━━ Page

The other contribution to that would be to foreground itself as the party of rational institutional reform. The Abbott government had the chance to do this, but they threw it away and decided to become the last student political outing for their ageing principals. From time to time, a dozen Libs will capture the SRC of Arthur Fadden University or similar, because the left was too stoned to get its nomination forms in on time. Then they make the rugby captain the women’s officer, and turn the queer safe space into a boxing gym, etc. That’s what this government is like. Everything, from science policy to curriculum to the arts, is gimmicky, destructive, manic and defined by its opposition to a fantasy hegemonic left. Greg Sheridan’s memoir of late ’70s student politics should be shelved in the current affairs section of bookstores.

The public have noticed this, implicitly and explicitly. Institutions that Labor kept hands-off or made hands-off have been repoliticised. There is real anger, for example, among teachers and parents around the chucking of the whole curriculum process and the start on a new one, when the last new curriculum is yet to be fully implemented. The result is that schools have started to freewheel because uniform curriculum implementation has collapsed. The success of people like Pyne and Brandis has been that people notice things, negatively, they didn’t used to. The Abbott government is building its own grassroots opposition by a reverse politicisation process. Labor should talk to this: offer a genuine hands-off curriculum authority, restored hands-off science policy, and so on. There is a real appetite for this. The Abbott government has greatly misjudged the appetite for new culture wars. That period is over.

━━━━

Exercise task A: According to the commentary on the Abbott government, what have schools started to do since uniform curriculum implementation collapsed?
The records below have no connection to the commentary on the Abbott government.

━━ Records provided

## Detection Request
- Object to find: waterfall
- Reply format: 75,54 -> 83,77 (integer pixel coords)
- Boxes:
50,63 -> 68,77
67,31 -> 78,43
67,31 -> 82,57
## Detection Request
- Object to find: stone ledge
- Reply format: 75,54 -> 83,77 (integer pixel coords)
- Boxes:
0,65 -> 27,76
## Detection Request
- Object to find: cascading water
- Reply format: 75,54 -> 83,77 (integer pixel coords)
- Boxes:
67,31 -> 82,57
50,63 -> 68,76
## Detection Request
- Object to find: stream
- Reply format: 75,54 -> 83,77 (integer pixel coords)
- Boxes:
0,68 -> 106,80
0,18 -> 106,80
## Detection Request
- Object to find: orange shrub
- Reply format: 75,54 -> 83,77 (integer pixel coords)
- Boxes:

━━━━

Exercise task B: Retype every one of the object detection records above, character for character.

Task response A: They have started to freewheel.

Task response B:
## Detection Request
- Object to find: waterfall
- Reply format: 75,54 -> 83,77 (integer pixel coords)
- Boxes:
50,63 -> 68,77
67,31 -> 78,43
67,31 -> 82,57
## Detection Request
- Object to find: stone ledge
- Reply format: 75,54 -> 83,77 (integer pixel coords)
- Boxes:
0,65 -> 27,76
## Detection Request
- Object to find: cascading water
- Reply format: 75,54 -> 83,77 (integer pixel coords)
- Boxes:
67,31 -> 82,57
50,63 -> 68,76
## Detection Request
- Object to find: stream
- Reply format: 75,54 -> 83,77 (integer pixel coords)
- Boxes:
0,68 -> 106,80
0,18 -> 106,80
## Detection Request
- Object to find: orange shrub
- Reply format: 75,54 -> 83,77 (integer pixel coords)
- Boxes:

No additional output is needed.